SOURCE MATERIAL:
<<<<

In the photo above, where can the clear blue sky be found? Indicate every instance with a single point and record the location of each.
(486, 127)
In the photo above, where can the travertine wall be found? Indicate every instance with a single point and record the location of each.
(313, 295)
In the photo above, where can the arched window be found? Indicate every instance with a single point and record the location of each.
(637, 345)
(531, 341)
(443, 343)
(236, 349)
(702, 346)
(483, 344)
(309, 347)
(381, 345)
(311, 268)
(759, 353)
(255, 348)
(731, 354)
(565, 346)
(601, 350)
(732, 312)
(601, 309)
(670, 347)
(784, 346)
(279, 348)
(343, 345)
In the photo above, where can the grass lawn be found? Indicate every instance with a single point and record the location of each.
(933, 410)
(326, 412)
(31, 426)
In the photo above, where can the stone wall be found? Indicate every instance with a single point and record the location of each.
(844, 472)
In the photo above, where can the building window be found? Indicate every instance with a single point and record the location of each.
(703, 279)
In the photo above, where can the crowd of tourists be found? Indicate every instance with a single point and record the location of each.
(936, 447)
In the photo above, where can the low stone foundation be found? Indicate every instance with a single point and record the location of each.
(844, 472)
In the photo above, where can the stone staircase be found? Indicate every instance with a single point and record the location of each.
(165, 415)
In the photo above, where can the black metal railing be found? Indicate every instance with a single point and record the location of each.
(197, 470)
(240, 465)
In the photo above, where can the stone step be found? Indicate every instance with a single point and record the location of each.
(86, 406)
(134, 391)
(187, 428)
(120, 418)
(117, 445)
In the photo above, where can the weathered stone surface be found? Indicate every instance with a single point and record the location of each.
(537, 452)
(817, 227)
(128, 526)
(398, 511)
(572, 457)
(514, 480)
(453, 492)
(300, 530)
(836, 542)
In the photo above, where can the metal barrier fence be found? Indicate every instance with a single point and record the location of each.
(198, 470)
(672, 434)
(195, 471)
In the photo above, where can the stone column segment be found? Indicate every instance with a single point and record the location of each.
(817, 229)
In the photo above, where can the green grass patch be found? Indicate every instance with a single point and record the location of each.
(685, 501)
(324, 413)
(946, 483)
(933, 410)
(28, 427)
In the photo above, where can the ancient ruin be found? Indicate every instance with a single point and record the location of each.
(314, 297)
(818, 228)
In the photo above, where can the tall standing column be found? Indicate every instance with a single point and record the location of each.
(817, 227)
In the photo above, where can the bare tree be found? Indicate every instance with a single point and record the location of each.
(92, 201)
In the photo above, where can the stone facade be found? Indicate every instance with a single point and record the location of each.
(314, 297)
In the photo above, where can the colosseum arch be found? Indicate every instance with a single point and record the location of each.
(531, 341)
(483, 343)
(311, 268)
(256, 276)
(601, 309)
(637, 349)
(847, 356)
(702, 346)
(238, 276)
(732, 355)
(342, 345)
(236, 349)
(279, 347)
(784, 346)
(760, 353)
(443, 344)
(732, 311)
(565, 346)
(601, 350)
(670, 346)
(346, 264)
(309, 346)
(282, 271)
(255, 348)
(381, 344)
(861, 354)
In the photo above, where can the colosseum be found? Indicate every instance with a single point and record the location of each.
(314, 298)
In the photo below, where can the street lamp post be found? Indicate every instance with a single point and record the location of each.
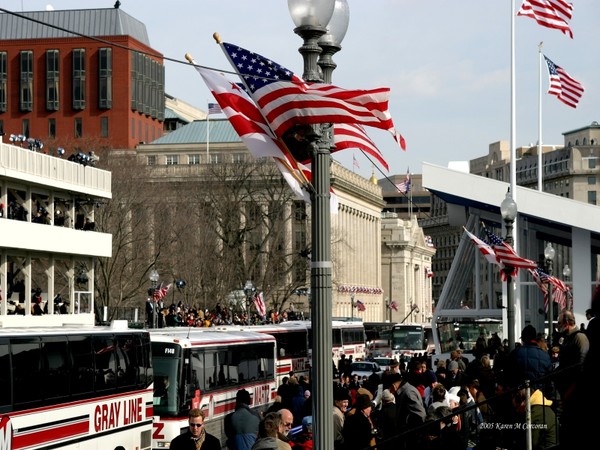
(549, 256)
(153, 284)
(311, 18)
(566, 275)
(508, 209)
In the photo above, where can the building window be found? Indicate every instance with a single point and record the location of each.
(25, 127)
(51, 128)
(78, 127)
(3, 81)
(26, 83)
(103, 126)
(52, 80)
(79, 78)
(105, 78)
(172, 160)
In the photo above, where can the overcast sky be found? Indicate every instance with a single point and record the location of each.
(447, 64)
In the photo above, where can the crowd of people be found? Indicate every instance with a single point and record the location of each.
(458, 404)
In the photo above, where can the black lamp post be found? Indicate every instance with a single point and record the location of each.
(311, 18)
(508, 209)
(153, 285)
(549, 256)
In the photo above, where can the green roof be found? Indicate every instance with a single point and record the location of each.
(219, 130)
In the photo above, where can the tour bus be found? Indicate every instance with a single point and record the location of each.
(409, 340)
(204, 368)
(292, 346)
(75, 387)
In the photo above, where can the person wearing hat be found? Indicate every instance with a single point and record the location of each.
(358, 428)
(340, 402)
(385, 419)
(528, 361)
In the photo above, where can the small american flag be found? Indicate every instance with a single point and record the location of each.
(507, 256)
(549, 13)
(214, 108)
(563, 86)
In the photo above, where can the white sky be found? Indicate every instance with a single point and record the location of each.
(447, 64)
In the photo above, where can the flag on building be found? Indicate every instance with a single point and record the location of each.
(506, 255)
(259, 302)
(160, 292)
(549, 13)
(214, 108)
(563, 86)
(287, 100)
(560, 291)
(404, 186)
(485, 249)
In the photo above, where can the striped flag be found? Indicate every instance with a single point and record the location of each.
(259, 302)
(214, 108)
(485, 249)
(563, 86)
(404, 186)
(507, 256)
(549, 13)
(286, 100)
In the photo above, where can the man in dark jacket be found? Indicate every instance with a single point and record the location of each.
(241, 426)
(196, 438)
(528, 361)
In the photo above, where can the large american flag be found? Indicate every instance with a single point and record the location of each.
(549, 13)
(563, 86)
(287, 100)
(507, 256)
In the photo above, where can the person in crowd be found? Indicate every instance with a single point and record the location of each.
(358, 431)
(241, 426)
(544, 433)
(196, 437)
(529, 361)
(304, 439)
(385, 420)
(287, 422)
(269, 429)
(340, 402)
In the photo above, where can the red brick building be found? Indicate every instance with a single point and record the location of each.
(104, 84)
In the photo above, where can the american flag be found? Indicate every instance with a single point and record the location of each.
(563, 86)
(404, 186)
(287, 100)
(549, 13)
(160, 292)
(507, 256)
(259, 302)
(214, 108)
(350, 135)
(560, 289)
(485, 249)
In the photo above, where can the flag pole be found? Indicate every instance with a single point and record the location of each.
(540, 168)
(207, 137)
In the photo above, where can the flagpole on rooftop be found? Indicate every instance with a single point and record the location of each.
(540, 176)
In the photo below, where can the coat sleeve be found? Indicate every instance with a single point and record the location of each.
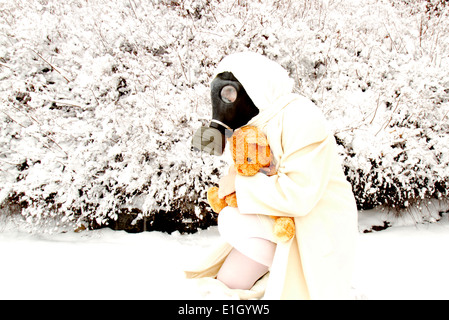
(303, 174)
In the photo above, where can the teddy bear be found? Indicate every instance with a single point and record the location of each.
(252, 154)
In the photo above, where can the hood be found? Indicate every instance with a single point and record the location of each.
(266, 82)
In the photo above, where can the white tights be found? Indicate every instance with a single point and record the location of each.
(253, 252)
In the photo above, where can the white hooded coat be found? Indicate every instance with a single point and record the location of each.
(310, 187)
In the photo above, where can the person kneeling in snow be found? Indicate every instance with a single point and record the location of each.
(250, 89)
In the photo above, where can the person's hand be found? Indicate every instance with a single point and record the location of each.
(226, 186)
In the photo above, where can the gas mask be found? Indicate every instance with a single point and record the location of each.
(232, 108)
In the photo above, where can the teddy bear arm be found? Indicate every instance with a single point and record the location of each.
(214, 201)
(231, 200)
(284, 228)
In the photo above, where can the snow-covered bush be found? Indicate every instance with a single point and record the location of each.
(99, 99)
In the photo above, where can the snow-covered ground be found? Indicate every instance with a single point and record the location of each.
(405, 261)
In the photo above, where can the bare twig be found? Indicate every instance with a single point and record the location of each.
(53, 67)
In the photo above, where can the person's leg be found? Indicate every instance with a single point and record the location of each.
(253, 253)
(240, 272)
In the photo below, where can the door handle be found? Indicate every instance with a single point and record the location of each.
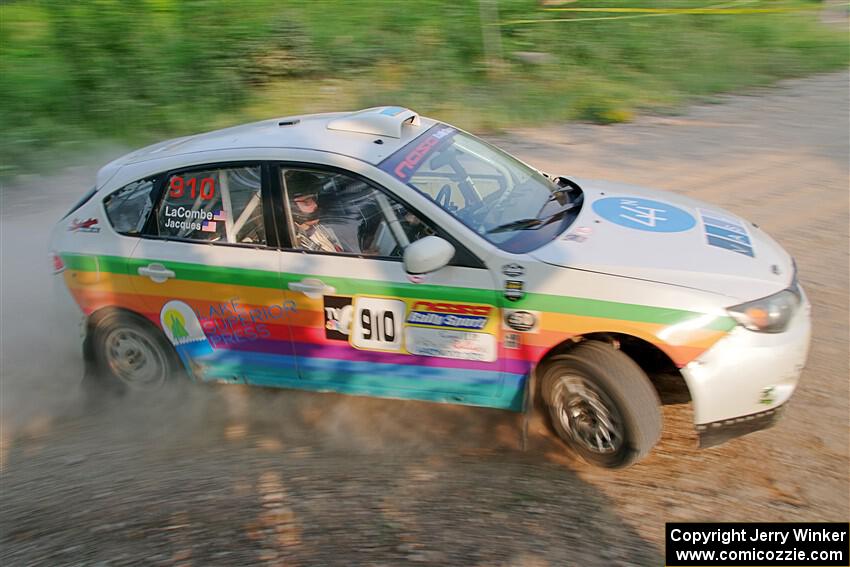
(156, 272)
(312, 287)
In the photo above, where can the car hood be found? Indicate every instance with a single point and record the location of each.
(634, 232)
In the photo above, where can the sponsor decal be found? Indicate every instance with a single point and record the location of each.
(392, 111)
(522, 321)
(183, 329)
(643, 214)
(512, 340)
(87, 225)
(574, 238)
(513, 290)
(377, 323)
(725, 232)
(444, 343)
(233, 323)
(338, 313)
(449, 315)
(407, 161)
(513, 270)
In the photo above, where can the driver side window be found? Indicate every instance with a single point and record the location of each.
(337, 213)
(214, 205)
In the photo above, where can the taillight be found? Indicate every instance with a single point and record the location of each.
(58, 264)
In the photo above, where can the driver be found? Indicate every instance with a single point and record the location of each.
(310, 234)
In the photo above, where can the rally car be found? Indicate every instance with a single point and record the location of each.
(382, 253)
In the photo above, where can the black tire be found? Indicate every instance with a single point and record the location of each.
(130, 355)
(601, 404)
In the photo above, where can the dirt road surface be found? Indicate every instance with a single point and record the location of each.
(231, 475)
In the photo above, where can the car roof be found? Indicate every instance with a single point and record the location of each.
(353, 134)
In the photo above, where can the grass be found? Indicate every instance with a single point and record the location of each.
(75, 74)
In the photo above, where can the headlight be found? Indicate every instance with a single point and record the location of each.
(770, 314)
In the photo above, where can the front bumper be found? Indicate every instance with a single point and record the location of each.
(718, 432)
(746, 376)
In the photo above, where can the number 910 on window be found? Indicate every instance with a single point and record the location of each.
(192, 187)
(377, 324)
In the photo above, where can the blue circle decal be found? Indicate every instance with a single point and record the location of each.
(643, 214)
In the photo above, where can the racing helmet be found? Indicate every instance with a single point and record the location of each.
(301, 184)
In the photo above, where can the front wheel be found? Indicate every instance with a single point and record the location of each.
(132, 355)
(601, 404)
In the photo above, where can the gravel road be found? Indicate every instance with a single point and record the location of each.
(231, 475)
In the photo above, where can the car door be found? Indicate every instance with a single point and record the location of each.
(361, 324)
(208, 270)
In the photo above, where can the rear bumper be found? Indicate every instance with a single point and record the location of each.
(737, 385)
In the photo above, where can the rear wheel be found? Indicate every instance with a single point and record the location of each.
(131, 354)
(601, 404)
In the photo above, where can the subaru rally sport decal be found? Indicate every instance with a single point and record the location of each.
(643, 214)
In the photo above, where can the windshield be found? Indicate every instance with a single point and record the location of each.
(497, 196)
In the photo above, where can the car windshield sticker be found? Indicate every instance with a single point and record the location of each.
(449, 315)
(407, 161)
(726, 232)
(183, 329)
(337, 317)
(574, 238)
(377, 323)
(392, 111)
(643, 214)
(443, 343)
(87, 225)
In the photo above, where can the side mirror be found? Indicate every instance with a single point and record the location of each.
(427, 255)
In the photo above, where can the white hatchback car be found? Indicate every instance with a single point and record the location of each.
(381, 253)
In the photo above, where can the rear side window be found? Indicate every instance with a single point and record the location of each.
(129, 207)
(214, 205)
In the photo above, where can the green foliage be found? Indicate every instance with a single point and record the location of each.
(136, 71)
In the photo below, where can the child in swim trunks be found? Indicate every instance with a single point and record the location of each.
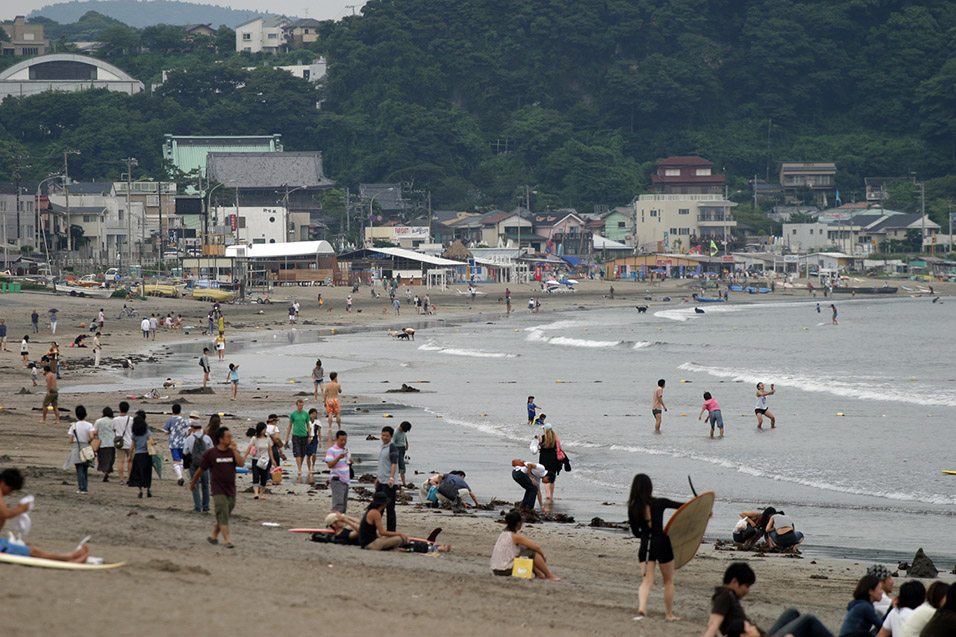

>>>>

THE EXERCISE:
State how many lines in the entries above contain the word "coat".

WRITTEN SOLUTION:
2